◆ **EXTRACT PROVIDED**
— START —
An April, 2016 academic study of bit.ly links shared on Twitter to BBC, CNN,
Fox News, New York Times and Huffington Post articles found that 59 percent of
the links were never clicked. And another study of push-through news alerts to
mobile phones found that “People click on the alert about half the time.”

Source: [https://honestreporting.com/tag/misleading-
headlines/](https://honestreporting.com/tag/misleading-headlines/)

What this means is most people only read the headline and not even the first
line.

------
known
The Arabic countries led by the Muslims were the most advanced
scientists/engineers in the world, until they let the religious crazies take
over. Just saying Indian ...
[https://en.wikipedia.org/wiki/Timeline_of_science_and_engine...](https://en.wikipedia.org/wiki/Timeline_of_science_and_engineering_in_the_Islamic_world)
— END —
◆ **SUPPLIED INFORMATION**
— START —
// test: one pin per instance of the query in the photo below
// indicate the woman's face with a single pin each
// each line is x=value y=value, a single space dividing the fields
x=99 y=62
— END —
In the thread excerpt, what share of the bit.ly links in the April 2016 study were never clicked? The listing is separate from the thread excerpt and has no connection to it.

59 percent.